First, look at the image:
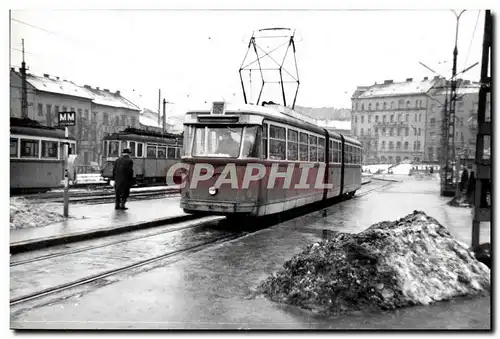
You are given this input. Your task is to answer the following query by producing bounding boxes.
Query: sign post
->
[58,112,76,218]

------------------------------------

Copy the records above word for word, leaving out the pictures.

First, look at the image:
You are given this input. Your task is to answer the following query by producing bounding boxes.
Query: sign post
->
[58,112,76,218]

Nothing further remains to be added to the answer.